**STATED TASK:**
Answer these questions about the forum thread below on 5-string mandolin chord charts.
(a) For which strings does mandroid suggest using a tenor banjo chord collection?
(b) According to rico mando, what could you pay a teacher to make for you?
(c) What reason does Verne Andru give for not being able to use Skype?

**EXCERPTED TEXT:**
:::

# Octaves, Zouks, Citterns, Tenors and Electrics > Four, Five and Eight-String Electrics >  5 String Mando Chord charts

## Verne Andru

I've looked and looked and can't find any books on 5 string mando. I could make chord charts myself, but I'm lazy, so asking here...anyone?

----------


## mandroid

I suggest hybridizing ...  a tenor banjo chord  collection for the CGDA 
and the  mandolin   set for the GDAE,  when these questions  arise.

 3 string chords  get real handy .. like ..  C in the middle , up is the V, G, down is the IV, F

 largely same note relationships , just different names.

 lots of melodic motion in some of those Tenor  banjo chord -melody arrangements..

----------


## rico mando

there are no books . do it yourself or pay a teacher to make you some pdf . I am sure they would appreciate the business

----------


## Verne Andru

Thanks for the suggestions. The Tenor-Banjo angle sounds most intriguing.

I could do it myself but I'd rather just get on with playing. Guess there just isn't enough potential for 5-string mandolin books to make it worth anyone's while. Or maybe there just are not that many 5-string mandolin players?

----------


## pglasse

In general think about playing chords on the lower pitched strings, so mandola or tenor banjo chords work. This page is a good place to start. (Thanks Scott!) Or, if I can get the Skype lesson thing going, I'd be glad to help that way. Getting some idea about what kind of music you're wanting to play would help folks offer guidance. Ultimately it's going to help you to learn/think a bit about chord construction and how to get the sound you're really after.

All the best,

----------


## Verne Andru

Thanks. My computer is so ancient it barely keeps up with email let alone something like skype.

:::

**GIVEN INFORMATION:**
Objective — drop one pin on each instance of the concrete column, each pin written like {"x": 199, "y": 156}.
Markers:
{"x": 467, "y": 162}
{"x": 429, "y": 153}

:::

**TASK SOLUTION:**
(a) The CGDA strings.
(b) Some pdf.
(c) The computer is so ancient it barely keeps up with email.